_EXTRAIT_
= = = = =

Même s’il a ensuite quitté le navire, il gardera toujours un bon souvenir de Guy Chevrette, qu’il croise encore à de rares occasions. « Il était un fin psychologue, il comprenait très bien la nature humaine, tellement qu’il était capable d’amener les gens à des conclusions qu’ils n’auraient jamais eues par eux-mêmes. C’était un champion de la négociation. »

En 1982, Gaétan Nadeau déménage à Montréal, où il travaille bénévolement pour le parti politique municipal Rassemblement des citoyens de Montréal (RCM), dirigé à ce moment par un dénommé Jean Doré qui sera par contre défait à cette élection. Il s’agissait en somme d’une coalition de gauche s’opposant au maire de Montréal, Jean Drapeau, qui était en poste depuis 1960.

En 1986, Jean Doré remporte l’élection avec 68 % des voix exprimées, mais une scission arrive l’année suivante dans son parti sur deux sujets épineux, soit le libre-échange et la prolongation des brevets pharmaceutiques. Nadeau partira avec quelques élus réfractaires pour créer la Coalition démocratique Montréal (CDM). Travaillant toujours en politique de façon bénévole, il gagne sa vie à cette époque en œuvrant pour la Ligue des droits et libertés.

En 1990, il est engagé par les élus municipaux d’opposition, aux communications et comme recherchiste. À ce moment, il est mandaté pour surveiller les fonds publics de la Ville de Montréal.

« À force d’être à l’hôtel de ville, on connaissait les points forts et les points faibles de l’administration Doré. Qui plus est, j’avais une facilité pour la recherche et les enquêtes. Pendant cette période de quatre ou cinq ans, il y a une quantité notable de dossiers sur lesquels nous avons travaillé. Sans entrer dans les détails, j’ai été témoin de plusieurs dossiers de corruption municipale, dont un de blanchiment d’argent », a-t-il raconté au Placoteux.

= = = = =

_DONNÉES_

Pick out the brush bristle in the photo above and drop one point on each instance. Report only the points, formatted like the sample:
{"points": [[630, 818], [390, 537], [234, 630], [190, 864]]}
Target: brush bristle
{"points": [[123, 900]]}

= = = = =

_CONSIGNE A_
Présentez sous forme de liste le paragraphe de l'extrait qui commence par « En 1986, Jean Doré remporte l'élection », sans perdre ses faits principaux.
_CONSIGNE B_
Recopiez le passage de l'extrait compris entre « En 1990, il » et « raconté au Placoteux. », ces deux segments inclus.

_RÉPONSE A_
- En 1986, Jean Doré gagne l'élection avec 68 % des voix exprimées.
- L'année suivante, son parti se divise sur le libre-échange et la prolongation des brevets pharmaceutiques.
- Nadeau part avec quelques élus réfractaires et fonde la Coalition démocratique Montréal (CDM).
- Il fait toujours de la politique bénévolement et gagne alors sa vie à la Ligue des droits et libertés.

_RÉPONSE B_
En 1990, il est engagé par les élus municipaux d’opposition, aux communications et comme recherchiste. À ce moment, il est mandaté pour surveiller les fonds publics de la Ville de Montréal.

« À force d’être à l’hôtel de ville, on connaissait les points forts et les points faibles de l’administration Doré. Qui plus est, j’avais une facilité pour la recherche et les enquêtes. Pendant cette période de quatre ou cinq ans, il y a une quantité notable de dossiers sur lesquels nous avons travaillé. Sans entrer dans les détails, j’ai été témoin de plusieurs dossiers de corruption municipale, dont un de blanchiment d’argent », a-t-il raconté au Placoteux.